[Dataset items]
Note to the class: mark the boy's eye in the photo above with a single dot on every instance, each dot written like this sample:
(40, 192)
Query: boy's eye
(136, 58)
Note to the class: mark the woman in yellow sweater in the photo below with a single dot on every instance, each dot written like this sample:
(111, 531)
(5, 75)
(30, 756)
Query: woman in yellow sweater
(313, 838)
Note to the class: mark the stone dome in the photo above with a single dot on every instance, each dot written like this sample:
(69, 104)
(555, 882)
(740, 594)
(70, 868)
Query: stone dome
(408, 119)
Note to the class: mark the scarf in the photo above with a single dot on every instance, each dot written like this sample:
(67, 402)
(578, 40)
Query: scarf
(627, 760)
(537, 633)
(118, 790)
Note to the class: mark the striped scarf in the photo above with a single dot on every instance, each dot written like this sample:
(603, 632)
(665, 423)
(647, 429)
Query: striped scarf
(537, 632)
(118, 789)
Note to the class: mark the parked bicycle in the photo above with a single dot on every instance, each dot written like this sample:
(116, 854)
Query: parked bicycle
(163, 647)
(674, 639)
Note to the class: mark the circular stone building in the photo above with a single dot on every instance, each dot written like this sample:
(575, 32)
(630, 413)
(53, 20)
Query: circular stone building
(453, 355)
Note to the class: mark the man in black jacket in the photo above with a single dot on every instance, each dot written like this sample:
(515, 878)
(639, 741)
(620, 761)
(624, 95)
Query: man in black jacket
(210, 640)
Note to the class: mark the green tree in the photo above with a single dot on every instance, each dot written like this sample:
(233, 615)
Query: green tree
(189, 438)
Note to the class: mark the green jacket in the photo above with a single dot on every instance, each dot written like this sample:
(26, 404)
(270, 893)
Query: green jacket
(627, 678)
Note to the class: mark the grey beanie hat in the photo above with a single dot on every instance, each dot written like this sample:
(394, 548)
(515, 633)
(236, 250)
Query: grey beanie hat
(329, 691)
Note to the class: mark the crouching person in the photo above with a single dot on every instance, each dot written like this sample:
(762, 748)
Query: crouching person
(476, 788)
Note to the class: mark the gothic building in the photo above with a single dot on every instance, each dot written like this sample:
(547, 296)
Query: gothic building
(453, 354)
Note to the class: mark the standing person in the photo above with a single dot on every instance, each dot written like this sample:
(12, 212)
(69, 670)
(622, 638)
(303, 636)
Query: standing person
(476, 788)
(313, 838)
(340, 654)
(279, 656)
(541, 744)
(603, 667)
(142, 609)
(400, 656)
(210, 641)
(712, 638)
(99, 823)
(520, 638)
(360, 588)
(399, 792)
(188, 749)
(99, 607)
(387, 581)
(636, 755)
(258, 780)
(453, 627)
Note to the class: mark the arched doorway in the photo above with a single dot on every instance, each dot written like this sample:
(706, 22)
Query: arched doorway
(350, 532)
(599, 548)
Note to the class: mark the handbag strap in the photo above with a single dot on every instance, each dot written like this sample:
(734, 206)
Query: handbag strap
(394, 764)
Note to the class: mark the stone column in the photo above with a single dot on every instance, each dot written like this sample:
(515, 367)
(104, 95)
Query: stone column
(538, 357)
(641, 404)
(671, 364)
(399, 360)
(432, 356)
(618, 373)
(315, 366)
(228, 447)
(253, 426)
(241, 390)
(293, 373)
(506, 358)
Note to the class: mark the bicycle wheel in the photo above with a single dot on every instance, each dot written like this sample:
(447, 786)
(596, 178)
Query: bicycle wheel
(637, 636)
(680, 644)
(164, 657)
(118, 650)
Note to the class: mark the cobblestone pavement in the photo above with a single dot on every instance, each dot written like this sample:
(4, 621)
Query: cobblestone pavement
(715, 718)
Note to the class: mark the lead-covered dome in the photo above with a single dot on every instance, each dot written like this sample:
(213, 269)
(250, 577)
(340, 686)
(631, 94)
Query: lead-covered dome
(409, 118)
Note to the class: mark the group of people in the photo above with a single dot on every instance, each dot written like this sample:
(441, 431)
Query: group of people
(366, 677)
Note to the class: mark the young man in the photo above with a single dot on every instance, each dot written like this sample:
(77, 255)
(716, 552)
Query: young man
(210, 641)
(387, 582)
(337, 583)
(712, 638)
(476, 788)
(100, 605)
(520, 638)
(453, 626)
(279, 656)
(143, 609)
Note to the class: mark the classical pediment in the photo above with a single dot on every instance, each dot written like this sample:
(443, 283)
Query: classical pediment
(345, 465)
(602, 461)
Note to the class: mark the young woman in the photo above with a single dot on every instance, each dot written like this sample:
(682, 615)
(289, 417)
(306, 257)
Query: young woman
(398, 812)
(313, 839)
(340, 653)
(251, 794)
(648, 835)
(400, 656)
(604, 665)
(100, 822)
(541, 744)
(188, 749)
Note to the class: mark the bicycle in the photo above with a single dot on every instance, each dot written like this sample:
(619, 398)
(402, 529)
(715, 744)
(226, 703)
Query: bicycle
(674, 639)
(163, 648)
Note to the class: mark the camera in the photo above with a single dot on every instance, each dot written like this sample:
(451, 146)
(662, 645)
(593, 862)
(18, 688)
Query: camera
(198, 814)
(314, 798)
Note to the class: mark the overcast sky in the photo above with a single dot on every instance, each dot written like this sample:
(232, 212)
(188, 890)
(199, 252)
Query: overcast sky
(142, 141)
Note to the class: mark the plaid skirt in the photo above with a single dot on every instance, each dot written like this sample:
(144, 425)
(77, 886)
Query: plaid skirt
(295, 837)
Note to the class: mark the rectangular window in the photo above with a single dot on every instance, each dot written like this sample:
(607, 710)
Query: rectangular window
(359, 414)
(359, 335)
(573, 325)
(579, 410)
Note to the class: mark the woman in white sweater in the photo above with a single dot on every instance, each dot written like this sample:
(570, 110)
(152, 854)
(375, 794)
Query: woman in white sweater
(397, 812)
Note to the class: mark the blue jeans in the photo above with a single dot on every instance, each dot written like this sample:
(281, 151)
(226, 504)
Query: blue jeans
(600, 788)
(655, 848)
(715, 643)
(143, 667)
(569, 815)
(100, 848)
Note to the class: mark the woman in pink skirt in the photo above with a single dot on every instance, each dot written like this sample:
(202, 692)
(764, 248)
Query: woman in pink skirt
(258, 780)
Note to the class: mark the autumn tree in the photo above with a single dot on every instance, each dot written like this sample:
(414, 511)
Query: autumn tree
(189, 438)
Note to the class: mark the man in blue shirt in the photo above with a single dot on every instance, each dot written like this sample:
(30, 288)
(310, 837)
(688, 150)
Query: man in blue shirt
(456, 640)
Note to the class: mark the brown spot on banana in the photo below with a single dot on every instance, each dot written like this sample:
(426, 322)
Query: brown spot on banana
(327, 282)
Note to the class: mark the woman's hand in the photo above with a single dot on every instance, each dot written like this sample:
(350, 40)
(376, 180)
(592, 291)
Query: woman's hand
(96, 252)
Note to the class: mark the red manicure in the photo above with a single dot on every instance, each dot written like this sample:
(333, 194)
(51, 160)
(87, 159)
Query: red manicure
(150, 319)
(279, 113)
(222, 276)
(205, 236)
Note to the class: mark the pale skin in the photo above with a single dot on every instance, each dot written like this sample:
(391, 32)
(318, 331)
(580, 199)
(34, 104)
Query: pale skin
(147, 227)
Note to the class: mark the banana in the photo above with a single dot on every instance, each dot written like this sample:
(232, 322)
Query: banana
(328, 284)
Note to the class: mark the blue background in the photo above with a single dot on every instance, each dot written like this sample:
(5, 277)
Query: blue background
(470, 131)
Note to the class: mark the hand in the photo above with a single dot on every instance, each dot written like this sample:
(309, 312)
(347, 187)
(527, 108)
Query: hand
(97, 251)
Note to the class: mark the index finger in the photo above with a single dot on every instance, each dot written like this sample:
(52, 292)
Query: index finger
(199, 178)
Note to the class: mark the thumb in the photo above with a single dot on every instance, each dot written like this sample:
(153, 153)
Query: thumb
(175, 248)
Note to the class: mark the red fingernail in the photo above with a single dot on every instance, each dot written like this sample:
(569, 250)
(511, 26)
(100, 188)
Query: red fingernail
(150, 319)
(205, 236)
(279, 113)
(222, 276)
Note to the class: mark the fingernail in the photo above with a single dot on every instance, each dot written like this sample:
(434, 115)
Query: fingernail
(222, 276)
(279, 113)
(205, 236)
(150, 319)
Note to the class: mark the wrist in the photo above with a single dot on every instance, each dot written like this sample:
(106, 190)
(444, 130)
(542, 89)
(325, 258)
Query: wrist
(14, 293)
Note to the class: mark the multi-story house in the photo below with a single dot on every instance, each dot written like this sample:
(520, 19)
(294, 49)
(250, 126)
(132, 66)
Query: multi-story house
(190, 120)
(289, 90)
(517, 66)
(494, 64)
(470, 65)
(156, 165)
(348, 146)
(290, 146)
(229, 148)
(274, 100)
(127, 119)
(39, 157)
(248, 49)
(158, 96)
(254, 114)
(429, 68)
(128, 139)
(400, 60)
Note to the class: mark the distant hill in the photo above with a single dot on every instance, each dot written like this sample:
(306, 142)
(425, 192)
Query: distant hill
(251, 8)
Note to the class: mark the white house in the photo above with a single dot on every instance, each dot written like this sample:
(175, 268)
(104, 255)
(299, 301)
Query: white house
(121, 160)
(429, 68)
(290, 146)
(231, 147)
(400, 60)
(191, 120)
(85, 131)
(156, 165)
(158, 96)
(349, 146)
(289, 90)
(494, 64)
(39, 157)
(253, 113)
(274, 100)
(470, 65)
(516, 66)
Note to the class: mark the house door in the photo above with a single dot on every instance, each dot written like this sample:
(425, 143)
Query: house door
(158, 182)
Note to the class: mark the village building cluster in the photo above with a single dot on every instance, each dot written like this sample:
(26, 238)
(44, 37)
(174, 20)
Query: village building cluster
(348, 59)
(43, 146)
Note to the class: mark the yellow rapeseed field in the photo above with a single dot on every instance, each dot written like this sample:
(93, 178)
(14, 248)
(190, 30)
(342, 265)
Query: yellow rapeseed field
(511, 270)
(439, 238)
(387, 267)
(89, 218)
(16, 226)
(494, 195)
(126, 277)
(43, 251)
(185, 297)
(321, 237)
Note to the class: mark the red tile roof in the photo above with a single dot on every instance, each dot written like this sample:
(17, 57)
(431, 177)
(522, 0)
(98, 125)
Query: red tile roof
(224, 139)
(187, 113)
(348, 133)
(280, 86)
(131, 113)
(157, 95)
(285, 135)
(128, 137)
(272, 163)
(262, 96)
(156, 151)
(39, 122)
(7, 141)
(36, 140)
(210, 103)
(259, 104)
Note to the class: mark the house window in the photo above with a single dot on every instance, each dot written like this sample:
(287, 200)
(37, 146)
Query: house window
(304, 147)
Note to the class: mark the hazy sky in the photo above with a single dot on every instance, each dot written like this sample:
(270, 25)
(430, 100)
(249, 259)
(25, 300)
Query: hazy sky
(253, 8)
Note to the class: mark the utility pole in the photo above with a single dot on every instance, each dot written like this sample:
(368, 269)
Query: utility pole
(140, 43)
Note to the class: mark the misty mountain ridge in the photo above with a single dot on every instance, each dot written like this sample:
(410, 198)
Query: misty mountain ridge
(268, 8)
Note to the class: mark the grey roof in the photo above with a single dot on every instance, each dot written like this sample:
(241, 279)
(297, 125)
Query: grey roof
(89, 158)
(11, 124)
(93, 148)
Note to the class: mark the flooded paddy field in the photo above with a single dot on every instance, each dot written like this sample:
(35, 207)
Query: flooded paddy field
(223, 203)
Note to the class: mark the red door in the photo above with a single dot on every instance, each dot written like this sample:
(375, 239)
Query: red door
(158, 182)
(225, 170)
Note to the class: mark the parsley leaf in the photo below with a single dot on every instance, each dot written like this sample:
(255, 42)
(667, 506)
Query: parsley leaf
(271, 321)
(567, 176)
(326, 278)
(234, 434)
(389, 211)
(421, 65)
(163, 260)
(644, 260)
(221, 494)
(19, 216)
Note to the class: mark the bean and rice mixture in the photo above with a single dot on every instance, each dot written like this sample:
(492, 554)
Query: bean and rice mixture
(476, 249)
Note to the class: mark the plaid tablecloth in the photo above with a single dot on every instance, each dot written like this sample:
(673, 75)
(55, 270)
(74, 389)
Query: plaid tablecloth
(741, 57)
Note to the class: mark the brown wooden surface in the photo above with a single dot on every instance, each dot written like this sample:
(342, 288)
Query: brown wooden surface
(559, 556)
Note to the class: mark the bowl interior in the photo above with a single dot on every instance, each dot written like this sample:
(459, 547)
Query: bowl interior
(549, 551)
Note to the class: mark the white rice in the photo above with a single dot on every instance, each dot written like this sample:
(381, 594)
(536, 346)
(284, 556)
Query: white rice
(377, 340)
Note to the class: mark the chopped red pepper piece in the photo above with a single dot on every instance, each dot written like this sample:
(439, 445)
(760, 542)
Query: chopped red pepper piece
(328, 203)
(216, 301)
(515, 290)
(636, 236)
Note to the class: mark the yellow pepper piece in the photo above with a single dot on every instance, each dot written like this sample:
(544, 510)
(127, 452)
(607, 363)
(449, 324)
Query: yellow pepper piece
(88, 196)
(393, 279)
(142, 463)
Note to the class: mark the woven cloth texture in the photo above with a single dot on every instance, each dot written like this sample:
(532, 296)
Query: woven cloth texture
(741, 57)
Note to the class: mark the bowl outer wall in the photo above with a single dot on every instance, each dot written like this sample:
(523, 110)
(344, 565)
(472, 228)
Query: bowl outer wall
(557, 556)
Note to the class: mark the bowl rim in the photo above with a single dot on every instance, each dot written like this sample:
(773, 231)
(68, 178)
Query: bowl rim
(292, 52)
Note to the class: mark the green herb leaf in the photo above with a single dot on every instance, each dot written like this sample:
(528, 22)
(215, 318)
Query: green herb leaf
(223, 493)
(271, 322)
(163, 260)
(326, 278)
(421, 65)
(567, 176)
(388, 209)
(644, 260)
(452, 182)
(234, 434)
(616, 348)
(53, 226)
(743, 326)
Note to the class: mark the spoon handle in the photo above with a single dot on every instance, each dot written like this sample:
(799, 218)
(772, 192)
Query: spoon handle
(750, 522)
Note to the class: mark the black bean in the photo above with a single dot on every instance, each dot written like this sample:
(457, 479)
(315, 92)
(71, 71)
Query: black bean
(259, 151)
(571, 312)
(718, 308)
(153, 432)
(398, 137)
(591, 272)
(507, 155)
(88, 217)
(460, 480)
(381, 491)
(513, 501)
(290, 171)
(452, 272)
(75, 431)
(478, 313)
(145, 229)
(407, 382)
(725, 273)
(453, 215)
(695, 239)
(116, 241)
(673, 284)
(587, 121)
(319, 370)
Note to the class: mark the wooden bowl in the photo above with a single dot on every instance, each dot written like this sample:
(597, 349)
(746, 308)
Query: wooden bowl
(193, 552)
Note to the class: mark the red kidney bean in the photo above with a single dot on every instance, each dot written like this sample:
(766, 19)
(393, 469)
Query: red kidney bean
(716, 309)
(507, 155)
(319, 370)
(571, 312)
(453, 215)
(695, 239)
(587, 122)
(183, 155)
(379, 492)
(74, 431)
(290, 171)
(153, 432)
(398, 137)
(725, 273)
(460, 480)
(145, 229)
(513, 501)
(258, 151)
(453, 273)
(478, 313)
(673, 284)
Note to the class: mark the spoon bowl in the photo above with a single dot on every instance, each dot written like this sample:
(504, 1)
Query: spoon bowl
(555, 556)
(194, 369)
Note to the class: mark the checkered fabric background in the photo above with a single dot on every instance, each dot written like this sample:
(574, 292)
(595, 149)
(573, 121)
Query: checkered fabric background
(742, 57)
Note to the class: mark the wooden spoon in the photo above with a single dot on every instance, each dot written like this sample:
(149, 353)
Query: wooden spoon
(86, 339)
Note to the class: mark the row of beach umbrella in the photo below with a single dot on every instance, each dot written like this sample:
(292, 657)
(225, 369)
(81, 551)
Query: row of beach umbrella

- How to complete this task
Scan the lines above for the word "beach", then copy each line that has it.

- Output for this exercise
Note to the class: mark the row of beach umbrella in the photo below with a single dot on every instance, each dot written like this sample:
Query: row of beach umbrella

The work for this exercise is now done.